Vorliegender Text -
Beginnend am Abend des 20.09.2024 kam es zu anhaltenden DDoS-Attacken auf unsere Cloud-Infrastruktur. Das führte zu Ausfällen und Verbindungsproblemen mehrerer Kundensysteme. Eine Attacke am Morgen des 21.09.2024 beeinträchtigte die Verfügbarkeit zentraler Netzwerkkomponenten, wodurch die gesamte Cloud-Infrastruktur, Verwaltungsoberflächen und Maildienste ausfielen. Nach der Reparatur der betroffenen Systeme konnten wir die Infrastruktur schrittweise wiederherstellen, was jedoch durch anhaltende Angriffe verzögert wurde. Am Abend des 21.09.2024 war die Infrastruktur wieder voll funktionsfähig, verbliebene Fehler der Kundenprojekte wurden in den darauffolgenden Stunden behoben.

Bereitgestelltes Material -
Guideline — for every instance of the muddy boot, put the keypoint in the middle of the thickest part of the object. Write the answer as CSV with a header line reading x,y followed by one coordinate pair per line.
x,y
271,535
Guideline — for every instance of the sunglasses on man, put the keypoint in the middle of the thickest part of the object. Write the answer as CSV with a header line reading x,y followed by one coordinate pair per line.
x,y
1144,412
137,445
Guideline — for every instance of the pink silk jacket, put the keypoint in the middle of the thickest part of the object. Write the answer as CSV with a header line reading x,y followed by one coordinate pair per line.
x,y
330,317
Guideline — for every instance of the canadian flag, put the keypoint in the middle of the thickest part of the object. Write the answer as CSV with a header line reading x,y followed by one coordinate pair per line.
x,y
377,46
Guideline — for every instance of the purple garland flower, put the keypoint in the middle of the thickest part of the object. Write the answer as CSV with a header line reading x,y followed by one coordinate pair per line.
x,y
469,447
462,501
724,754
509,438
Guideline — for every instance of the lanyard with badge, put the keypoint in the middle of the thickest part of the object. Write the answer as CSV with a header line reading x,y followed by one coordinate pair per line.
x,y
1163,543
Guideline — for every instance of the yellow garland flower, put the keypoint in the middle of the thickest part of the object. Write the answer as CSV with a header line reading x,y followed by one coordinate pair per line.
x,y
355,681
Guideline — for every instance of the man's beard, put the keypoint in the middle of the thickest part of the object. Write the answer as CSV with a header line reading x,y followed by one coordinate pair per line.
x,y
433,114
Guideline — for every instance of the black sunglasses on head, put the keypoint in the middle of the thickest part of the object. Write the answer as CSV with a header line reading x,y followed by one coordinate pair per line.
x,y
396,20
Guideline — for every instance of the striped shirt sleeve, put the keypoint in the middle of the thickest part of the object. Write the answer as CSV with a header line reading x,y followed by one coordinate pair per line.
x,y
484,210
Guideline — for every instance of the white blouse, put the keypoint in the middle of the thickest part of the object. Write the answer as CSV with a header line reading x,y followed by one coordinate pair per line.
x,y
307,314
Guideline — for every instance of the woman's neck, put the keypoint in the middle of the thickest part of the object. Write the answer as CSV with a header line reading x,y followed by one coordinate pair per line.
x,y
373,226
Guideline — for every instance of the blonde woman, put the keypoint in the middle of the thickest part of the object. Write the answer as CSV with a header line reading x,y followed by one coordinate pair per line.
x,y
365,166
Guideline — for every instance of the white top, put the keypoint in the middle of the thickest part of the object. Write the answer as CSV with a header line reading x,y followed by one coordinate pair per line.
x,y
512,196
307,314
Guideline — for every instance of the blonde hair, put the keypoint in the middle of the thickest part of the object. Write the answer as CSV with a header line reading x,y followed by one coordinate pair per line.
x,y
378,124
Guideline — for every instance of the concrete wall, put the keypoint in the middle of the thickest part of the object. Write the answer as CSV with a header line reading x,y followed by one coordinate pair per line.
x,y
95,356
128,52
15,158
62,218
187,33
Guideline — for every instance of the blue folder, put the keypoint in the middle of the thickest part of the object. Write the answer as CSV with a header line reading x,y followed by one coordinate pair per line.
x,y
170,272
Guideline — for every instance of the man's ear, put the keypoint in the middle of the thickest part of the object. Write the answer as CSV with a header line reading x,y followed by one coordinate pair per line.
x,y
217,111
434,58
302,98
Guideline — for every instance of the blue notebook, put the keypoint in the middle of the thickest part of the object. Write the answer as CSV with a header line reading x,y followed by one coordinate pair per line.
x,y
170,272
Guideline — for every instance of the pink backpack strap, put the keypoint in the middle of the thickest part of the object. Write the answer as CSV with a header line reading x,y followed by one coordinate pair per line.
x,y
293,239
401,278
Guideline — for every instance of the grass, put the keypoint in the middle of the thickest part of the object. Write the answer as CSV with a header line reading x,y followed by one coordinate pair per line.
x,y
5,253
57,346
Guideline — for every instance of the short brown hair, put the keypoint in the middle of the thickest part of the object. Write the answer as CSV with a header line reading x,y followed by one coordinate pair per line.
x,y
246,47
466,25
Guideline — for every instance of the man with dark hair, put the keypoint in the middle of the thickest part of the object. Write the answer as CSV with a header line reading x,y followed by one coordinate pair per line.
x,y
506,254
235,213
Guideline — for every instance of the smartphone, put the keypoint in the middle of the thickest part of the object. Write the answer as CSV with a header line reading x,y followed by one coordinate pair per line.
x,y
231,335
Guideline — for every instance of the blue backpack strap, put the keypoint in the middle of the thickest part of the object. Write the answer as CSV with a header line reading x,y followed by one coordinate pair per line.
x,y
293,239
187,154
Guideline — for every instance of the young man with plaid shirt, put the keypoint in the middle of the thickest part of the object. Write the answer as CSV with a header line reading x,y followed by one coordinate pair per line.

Gestellte Aufgabe A - Welche Systeme und Dienste fielen laut dem Text über die DDoS-Attacken durch die Attacke am Morgen des 21.09.2024 aus? Zähle sie alle auf.
Gestellte Aufgabe B - Gib den Abschnitt aus dem Text über die DDoS-Attacken wortgetreu wieder, beginnend bei „Beginnend am Abend“ und endend bei „darauffolgenden Stunden behoben.“.

Antwort A -
- die gesamte Cloud-Infrastruktur
- Verwaltungsoberflächen
- Maildienste

Antwort B -
Beginnend am Abend des 20.09.2024 kam es zu anhaltenden DDoS-Attacken auf unsere Cloud-Infrastruktur. Das führte zu Ausfällen und Verbindungsproblemen mehrerer Kundensysteme. Eine Attacke am Morgen des 21.09.2024 beeinträchtigte die Verfügbarkeit zentraler Netzwerkkomponenten, wodurch die gesamte Cloud-Infrastruktur, Verwaltungsoberflächen und Maildienste ausfielen. Nach der Reparatur der betroffenen Systeme konnten wir die Infrastruktur schrittweise wiederherstellen, was jedoch durch anhaltende Angriffe verzögert wurde. Am Abend des 21.09.2024 war die Infrastruktur wieder voll funktionsfähig, verbliebene Fehler der Kundenprojekte wurden in den darauffolgenden Stunden behoben.